## begin Material to process
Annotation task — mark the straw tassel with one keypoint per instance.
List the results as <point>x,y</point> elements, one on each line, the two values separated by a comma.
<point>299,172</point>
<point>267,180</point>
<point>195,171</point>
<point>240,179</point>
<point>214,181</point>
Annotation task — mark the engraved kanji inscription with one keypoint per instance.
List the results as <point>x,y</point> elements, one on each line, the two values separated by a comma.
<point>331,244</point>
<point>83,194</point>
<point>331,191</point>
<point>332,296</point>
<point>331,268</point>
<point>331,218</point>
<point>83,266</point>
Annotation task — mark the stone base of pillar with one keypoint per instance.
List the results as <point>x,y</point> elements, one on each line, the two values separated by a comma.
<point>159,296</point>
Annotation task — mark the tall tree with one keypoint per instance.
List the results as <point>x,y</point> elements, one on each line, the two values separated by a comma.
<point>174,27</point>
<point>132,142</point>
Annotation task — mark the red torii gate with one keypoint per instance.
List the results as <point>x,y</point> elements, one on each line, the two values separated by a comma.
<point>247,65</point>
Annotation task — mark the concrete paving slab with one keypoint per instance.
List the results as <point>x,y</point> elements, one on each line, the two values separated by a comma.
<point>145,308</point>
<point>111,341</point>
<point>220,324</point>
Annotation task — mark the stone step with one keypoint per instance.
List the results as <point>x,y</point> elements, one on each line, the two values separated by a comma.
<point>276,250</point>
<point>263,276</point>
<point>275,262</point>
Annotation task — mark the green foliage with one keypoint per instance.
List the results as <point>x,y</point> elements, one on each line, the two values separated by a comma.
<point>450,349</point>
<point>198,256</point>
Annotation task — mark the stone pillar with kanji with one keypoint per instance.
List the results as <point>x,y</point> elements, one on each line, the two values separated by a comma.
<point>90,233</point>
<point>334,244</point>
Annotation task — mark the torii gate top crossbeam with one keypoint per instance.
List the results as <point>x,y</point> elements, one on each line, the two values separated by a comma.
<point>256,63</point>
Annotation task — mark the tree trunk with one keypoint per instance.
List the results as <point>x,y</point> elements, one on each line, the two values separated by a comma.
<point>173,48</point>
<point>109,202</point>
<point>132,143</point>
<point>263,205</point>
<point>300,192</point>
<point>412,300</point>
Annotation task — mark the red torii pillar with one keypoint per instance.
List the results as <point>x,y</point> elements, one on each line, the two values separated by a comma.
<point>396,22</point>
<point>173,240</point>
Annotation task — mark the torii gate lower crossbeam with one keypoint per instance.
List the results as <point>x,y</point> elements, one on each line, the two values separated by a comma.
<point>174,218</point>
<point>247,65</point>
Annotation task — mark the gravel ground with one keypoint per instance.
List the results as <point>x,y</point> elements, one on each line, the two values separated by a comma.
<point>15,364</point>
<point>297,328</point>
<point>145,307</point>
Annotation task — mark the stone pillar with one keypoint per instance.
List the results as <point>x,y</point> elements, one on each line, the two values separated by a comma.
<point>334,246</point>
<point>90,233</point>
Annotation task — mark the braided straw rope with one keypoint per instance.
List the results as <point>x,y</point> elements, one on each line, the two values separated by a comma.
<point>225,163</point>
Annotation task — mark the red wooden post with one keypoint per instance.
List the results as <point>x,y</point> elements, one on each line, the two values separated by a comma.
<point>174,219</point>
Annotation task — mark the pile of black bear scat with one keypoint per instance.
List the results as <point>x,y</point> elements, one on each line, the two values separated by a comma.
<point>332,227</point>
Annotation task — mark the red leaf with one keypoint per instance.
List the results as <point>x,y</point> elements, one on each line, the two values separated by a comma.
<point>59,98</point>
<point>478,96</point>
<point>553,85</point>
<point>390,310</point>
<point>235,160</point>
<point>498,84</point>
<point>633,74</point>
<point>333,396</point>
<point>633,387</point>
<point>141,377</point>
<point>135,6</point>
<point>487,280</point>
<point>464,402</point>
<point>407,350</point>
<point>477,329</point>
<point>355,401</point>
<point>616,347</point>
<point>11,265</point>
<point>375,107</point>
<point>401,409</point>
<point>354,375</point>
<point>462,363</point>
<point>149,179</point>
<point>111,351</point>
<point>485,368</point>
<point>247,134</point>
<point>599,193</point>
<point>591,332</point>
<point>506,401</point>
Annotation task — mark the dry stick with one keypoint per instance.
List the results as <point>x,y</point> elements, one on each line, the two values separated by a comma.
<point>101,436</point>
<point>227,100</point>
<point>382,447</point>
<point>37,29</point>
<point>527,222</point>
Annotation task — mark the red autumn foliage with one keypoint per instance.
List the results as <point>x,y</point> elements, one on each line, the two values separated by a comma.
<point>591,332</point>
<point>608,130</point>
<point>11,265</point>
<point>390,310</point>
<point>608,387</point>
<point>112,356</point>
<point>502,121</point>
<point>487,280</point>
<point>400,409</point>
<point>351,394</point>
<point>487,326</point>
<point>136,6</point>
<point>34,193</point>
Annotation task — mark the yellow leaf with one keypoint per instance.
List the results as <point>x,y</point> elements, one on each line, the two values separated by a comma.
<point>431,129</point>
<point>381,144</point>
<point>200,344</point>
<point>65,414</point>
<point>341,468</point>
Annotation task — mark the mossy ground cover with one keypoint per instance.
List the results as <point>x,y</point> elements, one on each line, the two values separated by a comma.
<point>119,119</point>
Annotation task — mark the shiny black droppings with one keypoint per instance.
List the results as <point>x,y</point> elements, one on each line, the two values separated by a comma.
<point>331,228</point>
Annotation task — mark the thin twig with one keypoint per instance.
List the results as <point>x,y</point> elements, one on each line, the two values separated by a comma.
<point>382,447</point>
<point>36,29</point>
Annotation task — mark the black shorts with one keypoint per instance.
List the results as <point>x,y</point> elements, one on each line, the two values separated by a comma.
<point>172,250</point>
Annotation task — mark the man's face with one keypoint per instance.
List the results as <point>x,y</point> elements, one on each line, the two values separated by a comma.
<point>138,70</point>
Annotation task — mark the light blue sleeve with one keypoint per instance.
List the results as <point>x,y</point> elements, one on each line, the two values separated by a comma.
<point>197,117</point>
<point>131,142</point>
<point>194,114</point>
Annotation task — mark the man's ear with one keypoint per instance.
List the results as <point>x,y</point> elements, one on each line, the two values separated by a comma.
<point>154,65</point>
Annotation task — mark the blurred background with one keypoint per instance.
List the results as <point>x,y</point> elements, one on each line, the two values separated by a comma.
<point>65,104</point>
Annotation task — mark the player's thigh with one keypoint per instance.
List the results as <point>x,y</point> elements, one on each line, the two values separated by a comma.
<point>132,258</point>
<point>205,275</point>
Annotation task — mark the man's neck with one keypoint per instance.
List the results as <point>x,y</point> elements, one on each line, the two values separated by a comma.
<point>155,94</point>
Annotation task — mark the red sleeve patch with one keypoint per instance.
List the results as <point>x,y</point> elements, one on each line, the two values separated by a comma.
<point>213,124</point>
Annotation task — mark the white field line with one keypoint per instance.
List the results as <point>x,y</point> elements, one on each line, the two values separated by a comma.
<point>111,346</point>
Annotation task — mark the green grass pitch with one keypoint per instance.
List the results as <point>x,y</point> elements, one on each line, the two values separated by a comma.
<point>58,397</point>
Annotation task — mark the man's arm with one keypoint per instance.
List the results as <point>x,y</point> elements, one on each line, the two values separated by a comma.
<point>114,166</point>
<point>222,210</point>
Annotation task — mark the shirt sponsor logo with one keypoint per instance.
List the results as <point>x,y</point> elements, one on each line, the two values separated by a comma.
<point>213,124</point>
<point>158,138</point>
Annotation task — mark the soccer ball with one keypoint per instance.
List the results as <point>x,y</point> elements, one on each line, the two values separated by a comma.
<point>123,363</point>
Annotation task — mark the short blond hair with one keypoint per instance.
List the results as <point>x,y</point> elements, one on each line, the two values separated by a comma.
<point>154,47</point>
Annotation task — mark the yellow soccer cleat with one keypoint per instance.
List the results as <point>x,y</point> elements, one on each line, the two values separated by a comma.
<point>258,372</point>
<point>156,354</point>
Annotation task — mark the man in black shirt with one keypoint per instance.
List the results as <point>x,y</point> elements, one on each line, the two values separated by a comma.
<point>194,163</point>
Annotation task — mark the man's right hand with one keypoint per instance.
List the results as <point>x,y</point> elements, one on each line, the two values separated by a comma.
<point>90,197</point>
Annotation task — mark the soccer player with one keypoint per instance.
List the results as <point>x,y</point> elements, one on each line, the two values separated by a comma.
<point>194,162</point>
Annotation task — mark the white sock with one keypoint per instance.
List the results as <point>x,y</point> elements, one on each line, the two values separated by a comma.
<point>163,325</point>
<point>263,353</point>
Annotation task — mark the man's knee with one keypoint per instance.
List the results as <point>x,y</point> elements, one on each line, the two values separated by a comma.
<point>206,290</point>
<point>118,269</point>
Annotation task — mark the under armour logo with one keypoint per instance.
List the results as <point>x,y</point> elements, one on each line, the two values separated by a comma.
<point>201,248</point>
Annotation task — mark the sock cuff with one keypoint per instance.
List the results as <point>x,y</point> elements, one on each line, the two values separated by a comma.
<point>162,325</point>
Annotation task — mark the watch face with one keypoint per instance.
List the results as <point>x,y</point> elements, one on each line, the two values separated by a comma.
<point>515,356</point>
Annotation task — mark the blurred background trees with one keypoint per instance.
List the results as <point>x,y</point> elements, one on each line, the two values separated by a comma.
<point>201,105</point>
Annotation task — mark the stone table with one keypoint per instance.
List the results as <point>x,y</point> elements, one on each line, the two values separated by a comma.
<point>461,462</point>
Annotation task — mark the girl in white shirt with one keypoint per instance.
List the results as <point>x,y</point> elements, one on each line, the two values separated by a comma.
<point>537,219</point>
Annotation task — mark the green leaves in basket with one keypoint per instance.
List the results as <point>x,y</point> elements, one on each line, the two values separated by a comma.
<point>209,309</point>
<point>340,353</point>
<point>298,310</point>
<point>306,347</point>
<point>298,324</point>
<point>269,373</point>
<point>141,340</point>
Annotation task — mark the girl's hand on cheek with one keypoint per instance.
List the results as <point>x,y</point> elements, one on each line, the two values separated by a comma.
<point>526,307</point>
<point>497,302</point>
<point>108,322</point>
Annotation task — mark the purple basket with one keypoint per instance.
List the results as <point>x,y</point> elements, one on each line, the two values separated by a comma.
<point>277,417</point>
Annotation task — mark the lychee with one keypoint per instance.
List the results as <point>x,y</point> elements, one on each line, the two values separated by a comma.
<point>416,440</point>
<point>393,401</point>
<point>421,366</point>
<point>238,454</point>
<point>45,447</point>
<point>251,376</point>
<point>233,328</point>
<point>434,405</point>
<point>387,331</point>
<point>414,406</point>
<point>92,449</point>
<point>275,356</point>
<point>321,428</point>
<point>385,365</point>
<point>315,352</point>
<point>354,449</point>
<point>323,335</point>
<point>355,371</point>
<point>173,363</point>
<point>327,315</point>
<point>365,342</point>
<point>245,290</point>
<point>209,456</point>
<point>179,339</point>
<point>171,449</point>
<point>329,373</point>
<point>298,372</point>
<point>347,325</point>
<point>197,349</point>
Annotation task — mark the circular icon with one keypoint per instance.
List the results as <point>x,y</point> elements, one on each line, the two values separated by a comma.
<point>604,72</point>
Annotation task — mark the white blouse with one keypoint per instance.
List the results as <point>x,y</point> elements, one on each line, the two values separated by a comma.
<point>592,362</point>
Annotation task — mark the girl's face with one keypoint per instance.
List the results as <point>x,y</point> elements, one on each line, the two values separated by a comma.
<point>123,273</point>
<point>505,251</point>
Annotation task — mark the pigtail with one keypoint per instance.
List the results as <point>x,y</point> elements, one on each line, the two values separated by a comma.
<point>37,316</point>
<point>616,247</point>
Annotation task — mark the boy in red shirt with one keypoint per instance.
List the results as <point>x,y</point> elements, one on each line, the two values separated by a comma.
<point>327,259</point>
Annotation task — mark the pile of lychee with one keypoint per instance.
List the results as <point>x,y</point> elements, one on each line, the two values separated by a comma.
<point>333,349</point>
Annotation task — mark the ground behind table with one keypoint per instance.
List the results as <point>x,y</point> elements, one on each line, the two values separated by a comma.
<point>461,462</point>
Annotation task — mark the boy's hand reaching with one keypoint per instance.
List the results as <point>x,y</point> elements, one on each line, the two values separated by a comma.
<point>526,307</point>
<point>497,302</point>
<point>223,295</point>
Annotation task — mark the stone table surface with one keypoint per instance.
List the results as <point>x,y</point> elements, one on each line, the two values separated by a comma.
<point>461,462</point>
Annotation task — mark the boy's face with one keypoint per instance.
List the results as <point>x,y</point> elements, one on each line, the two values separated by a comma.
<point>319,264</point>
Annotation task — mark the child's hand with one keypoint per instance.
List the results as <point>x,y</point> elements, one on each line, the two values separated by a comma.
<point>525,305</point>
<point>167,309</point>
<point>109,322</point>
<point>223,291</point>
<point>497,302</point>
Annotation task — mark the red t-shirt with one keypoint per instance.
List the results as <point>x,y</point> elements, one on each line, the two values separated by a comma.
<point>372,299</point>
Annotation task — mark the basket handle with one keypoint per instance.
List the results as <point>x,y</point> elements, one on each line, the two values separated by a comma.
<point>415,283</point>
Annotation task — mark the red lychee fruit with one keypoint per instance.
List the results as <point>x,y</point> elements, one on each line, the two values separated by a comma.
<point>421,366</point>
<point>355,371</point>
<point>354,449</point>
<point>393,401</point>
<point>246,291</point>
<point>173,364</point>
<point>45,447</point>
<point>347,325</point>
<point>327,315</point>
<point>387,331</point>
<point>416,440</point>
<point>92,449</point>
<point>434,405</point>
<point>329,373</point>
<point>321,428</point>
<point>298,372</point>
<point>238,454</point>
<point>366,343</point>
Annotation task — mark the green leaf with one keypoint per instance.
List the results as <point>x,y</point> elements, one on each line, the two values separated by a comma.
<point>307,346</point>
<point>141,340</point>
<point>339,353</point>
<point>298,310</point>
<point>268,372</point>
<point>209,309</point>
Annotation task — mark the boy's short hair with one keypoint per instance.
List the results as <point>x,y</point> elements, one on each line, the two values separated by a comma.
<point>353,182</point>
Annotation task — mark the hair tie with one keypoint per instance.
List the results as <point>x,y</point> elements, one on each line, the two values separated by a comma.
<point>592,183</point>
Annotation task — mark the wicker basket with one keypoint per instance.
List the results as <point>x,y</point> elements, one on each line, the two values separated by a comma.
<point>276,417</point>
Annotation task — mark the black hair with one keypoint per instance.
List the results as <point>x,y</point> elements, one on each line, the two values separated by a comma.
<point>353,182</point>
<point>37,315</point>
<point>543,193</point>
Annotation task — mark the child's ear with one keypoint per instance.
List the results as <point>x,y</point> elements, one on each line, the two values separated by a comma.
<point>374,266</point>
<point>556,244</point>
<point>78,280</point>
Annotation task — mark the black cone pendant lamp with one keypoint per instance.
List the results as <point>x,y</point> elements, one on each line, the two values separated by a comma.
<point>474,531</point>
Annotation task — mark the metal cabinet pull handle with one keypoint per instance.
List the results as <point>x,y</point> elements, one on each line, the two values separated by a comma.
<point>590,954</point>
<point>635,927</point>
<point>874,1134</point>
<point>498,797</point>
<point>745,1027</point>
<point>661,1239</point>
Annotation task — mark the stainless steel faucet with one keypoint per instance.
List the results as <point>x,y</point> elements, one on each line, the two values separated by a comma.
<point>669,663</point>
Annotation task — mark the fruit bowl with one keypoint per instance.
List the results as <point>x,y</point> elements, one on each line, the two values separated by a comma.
## end Material to process
▸ **Set exercise**: Can you convert the records from the line with "Annotation task — mark the stone base" to the line with "<point>275,262</point>" into a numbered list, leaving out blank lines?

▸ **Written solution**:
1. Annotation task — mark the stone base of pillar with one keypoint per instance.
2. List the results as <point>x,y</point> elements, one on each line, the two values separated by a comma.
3. <point>159,296</point>
4. Annotation task — mark the tall tree with one keypoint per instance.
5. List the results as <point>x,y</point> elements, one on each line, the two values separated by a comma.
6. <point>174,27</point>
7. <point>132,142</point>
8. Annotation task — mark the red torii gate with one keypoint per instance.
9. List the results as <point>x,y</point> elements, one on each line, the two values separated by a comma.
10. <point>247,65</point>
11. Annotation task — mark the concrete paving slab with one keypoint per instance.
12. List the results as <point>x,y</point> elements, one on each line, the two values separated by a comma.
13. <point>145,308</point>
14. <point>111,341</point>
15. <point>220,324</point>
16. Annotation task — mark the stone step with one keypoint per instance.
17. List the results as <point>x,y</point> elements, one on each line, the two values separated by a comma.
18. <point>276,250</point>
19. <point>263,276</point>
20. <point>275,262</point>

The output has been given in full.